_Extracted text_:
Mumbai/Hong Kong: Ratings companies including Fitch Ratings Ltd have come out in favour of setting up a state-backed “bad bank” to tackle India’s ballooning stressed assets problem, a move resisted by Raghuram Rajan, the former governor of the Reserve Bank of India.

Stressed assets — made up of bad loans, restructured debt and advances to companies that can’t meet servicing requirements — have risen to about 16.6 per cent of total loans in India, the highest level among major economies, data compiled by the nation’s Finance Ministry show. A bad bank would help facilitate the resolution of soured loans, something that various small private restructuring companies have failed to do so far, Saswata Guha, a Mumbai-based analyst at Fitch, said in an interview last week.

RBI Deputy Governor Viral Acharya proposed last month setting up a national asset management company for taking over unviable assets held by banks, giving new life to an idea proposed by the Finance Ministry last year. Local lenders Bank of India, IDBI Bank Ltd, Indian Overseas Bank and Syndicate Bank have been downgraded by international credit assessors amid rising concerns over bad debts.

The RBI completed its audit of the nation’s 50 lenders last year, forcing them to lay bare previously hidden non-performing loans. Asset quality for private sector banks will likely deteriorate, while the pace of worsening for public sector banks has slowed in the past two quarters, according to a Feb. 23 report from Moody’s Investors Service.

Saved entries
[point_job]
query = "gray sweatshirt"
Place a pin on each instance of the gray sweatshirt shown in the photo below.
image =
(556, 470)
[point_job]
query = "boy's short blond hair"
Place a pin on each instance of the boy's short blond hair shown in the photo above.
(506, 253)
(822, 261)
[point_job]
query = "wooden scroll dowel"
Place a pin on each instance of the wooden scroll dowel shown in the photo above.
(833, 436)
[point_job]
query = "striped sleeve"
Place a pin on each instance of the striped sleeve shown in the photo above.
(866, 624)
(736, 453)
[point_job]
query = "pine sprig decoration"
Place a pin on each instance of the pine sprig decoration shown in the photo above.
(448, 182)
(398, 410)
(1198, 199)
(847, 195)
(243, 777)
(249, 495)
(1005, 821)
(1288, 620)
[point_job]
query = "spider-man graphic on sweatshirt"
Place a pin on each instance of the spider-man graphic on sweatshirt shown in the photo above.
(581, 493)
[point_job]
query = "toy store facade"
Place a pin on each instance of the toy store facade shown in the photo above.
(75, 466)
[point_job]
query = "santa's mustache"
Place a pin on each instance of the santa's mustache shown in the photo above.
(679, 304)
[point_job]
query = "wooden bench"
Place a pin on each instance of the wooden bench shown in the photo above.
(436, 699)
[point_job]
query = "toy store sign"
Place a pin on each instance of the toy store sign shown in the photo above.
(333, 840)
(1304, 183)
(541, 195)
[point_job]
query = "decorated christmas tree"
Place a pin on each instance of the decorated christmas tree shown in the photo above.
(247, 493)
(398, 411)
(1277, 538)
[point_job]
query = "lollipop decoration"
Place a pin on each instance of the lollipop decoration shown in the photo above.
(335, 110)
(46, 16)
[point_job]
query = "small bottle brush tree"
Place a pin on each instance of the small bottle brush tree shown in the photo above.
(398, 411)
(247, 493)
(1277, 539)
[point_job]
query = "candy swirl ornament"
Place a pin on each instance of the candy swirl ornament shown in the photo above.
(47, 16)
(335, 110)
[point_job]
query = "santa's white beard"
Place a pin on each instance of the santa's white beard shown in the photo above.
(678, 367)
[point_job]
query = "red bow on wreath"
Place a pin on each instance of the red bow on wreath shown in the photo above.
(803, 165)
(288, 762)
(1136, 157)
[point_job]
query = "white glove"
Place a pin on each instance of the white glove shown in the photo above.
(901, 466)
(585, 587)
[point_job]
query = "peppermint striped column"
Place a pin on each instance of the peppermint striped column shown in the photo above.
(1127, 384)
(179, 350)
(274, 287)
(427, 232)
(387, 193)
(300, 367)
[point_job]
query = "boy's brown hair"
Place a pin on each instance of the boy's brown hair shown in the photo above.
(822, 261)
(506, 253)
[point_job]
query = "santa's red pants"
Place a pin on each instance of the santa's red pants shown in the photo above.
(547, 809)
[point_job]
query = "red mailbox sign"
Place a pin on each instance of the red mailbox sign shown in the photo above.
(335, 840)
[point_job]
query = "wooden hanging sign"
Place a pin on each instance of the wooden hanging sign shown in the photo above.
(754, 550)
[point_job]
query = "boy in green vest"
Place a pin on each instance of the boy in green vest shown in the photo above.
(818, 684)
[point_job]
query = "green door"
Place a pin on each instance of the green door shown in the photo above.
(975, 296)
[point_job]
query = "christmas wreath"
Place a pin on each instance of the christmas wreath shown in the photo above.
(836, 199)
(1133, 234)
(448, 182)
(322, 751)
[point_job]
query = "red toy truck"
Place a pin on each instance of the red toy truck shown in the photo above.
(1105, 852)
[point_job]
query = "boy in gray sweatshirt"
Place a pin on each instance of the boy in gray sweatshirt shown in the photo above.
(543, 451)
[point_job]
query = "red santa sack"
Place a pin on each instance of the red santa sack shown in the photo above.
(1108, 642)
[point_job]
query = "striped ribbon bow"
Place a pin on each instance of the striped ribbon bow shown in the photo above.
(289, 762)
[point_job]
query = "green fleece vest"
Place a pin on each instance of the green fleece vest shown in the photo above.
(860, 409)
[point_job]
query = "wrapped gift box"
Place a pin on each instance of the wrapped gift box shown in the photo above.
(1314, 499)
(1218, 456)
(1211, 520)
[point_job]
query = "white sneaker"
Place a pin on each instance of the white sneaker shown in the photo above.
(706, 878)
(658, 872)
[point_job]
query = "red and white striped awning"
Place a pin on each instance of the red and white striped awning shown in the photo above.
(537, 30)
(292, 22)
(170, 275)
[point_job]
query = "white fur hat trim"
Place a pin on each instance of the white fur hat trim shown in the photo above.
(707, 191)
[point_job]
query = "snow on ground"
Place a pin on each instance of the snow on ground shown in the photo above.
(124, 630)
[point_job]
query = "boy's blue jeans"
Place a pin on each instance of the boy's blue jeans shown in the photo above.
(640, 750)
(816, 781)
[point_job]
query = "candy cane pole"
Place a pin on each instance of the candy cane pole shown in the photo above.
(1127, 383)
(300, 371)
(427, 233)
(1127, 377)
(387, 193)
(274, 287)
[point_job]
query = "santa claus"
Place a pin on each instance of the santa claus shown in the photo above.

_What to work on_: Copy out the full text of the news report on India's proposed bad bank word for word. These records were taken from a separate source.

_Expected output_:
Mumbai/Hong Kong: Ratings companies including Fitch Ratings Ltd have come out in favour of setting up a state-backed “bad bank” to tackle India’s ballooning stressed assets problem, a move resisted by Raghuram Rajan, the former governor of the Reserve Bank of India.

Stressed assets — made up of bad loans, restructured debt and advances to companies that can’t meet servicing requirements — have risen to about 16.6 per cent of total loans in India, the highest level among major economies, data compiled by the nation’s Finance Ministry show. A bad bank would help facilitate the resolution of soured loans, something that various small private restructuring companies have failed to do so far, Saswata Guha, a Mumbai-based analyst at Fitch, said in an interview last week.

RBI Deputy Governor Viral Acharya proposed last month setting up a national asset management company for taking over unviable assets held by banks, giving new life to an idea proposed by the Finance Ministry last year. Local lenders Bank of India, IDBI Bank Ltd, Indian Overseas Bank and Syndicate Bank have been downgraded by international credit assessors amid rising concerns over bad debts.

The RBI completed its audit of the nation’s 50 lenders last year, forcing them to lay bare previously hidden non-performing loans. Asset quality for private sector banks will likely deteriorate, while the pace of worsening for public sector banks has slowed in the past two quarters, according to a Feb. 23 report from Moody’s Investors Service.